**Annotated coordinate records**.
******************************

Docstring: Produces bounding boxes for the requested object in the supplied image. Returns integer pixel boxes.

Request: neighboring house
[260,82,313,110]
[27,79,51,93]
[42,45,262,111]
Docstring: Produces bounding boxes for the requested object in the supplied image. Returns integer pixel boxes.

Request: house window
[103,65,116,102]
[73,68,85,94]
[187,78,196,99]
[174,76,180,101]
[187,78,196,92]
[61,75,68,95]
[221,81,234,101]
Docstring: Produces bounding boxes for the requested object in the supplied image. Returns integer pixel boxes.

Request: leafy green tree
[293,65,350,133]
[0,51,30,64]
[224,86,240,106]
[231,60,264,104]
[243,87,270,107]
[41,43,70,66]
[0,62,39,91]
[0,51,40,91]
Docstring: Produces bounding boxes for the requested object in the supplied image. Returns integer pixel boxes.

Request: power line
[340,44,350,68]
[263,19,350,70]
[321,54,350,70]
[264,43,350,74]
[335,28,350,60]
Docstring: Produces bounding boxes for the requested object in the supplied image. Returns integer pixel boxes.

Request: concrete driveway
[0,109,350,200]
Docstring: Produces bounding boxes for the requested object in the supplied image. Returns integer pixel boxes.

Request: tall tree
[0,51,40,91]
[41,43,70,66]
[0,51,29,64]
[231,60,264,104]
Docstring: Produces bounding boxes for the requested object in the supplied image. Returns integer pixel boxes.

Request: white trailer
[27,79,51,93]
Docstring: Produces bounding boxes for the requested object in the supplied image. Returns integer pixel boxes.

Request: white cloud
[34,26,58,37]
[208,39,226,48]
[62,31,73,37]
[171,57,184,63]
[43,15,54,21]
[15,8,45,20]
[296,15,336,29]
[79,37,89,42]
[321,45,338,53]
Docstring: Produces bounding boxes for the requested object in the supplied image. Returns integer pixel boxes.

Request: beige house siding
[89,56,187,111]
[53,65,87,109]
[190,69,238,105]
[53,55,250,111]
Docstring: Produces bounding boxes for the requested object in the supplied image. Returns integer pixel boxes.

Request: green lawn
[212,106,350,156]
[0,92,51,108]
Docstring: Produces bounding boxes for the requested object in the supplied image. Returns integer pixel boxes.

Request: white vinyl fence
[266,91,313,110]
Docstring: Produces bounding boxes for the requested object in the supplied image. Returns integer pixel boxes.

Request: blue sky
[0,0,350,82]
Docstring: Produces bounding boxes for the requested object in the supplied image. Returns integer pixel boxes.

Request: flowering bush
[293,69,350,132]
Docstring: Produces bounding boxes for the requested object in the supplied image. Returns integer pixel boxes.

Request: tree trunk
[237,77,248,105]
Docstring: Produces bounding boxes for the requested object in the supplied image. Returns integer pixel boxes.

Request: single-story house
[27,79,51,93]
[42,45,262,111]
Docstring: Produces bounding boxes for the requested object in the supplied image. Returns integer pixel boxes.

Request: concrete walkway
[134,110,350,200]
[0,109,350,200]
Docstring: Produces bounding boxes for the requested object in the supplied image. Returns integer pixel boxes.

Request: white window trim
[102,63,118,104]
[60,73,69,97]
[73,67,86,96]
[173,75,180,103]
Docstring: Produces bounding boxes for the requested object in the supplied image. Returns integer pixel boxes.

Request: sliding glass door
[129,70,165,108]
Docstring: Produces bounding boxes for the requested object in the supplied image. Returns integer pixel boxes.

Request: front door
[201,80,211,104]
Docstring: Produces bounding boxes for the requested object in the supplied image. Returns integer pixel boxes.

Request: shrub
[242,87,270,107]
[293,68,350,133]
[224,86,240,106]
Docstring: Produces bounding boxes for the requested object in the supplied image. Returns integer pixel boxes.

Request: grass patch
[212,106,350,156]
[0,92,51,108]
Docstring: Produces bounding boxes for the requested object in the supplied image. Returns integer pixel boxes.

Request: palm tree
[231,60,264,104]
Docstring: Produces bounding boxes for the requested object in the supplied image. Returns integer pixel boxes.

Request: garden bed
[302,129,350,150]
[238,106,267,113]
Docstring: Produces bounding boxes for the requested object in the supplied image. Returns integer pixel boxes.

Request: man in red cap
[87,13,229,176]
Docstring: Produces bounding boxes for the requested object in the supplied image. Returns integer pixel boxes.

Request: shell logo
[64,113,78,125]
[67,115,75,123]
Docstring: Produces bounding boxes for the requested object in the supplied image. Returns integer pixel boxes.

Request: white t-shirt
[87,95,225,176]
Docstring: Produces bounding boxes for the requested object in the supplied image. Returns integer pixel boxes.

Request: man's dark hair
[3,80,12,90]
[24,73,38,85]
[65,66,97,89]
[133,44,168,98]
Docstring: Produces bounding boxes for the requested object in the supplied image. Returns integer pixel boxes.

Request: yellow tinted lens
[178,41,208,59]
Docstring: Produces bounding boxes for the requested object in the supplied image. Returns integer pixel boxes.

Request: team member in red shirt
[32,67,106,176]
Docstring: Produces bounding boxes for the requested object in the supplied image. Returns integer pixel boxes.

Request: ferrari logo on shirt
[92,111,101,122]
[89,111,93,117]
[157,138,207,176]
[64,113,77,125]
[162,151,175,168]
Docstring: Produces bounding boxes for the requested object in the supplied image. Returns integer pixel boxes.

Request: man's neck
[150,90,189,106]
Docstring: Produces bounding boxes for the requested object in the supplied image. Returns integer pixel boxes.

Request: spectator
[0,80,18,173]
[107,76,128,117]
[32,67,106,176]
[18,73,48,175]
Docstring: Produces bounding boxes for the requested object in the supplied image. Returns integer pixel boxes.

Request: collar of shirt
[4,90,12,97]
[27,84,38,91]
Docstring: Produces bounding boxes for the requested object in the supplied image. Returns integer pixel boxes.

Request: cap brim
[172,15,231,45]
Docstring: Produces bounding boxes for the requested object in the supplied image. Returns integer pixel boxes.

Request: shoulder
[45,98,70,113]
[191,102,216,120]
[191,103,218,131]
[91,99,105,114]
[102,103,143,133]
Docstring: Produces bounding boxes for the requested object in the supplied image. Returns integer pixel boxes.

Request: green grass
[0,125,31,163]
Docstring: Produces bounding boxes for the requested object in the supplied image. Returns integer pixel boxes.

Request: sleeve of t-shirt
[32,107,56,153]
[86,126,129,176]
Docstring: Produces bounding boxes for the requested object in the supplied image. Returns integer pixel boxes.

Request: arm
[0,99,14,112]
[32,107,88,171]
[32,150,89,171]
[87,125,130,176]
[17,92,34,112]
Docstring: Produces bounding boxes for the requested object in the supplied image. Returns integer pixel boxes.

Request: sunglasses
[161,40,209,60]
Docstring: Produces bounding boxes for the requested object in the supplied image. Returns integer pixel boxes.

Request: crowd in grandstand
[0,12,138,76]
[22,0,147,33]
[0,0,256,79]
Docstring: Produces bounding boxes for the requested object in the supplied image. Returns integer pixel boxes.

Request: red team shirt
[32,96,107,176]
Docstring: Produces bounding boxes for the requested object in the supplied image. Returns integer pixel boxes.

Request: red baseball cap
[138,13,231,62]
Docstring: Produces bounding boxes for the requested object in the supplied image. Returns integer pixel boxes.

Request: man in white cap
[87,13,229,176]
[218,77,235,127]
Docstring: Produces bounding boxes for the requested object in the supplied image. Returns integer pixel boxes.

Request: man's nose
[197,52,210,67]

******************************

Reproduce the stretch of items from the very start through the line containing "[221,81,234,101]", both ends included, character for character.

Docstring: Produces bounding boxes for the requested object in the supplied image. Returns integer pixel boxes.

Request: neighboring house
[260,82,313,110]
[27,79,51,93]
[42,45,262,111]
Docstring: Produces bounding boxes for the requested object in the supplied image. Returns integer pixel boxes.

Request: house window
[103,65,116,102]
[73,68,85,94]
[187,78,196,99]
[174,76,180,101]
[187,78,196,92]
[61,75,68,95]
[221,81,234,101]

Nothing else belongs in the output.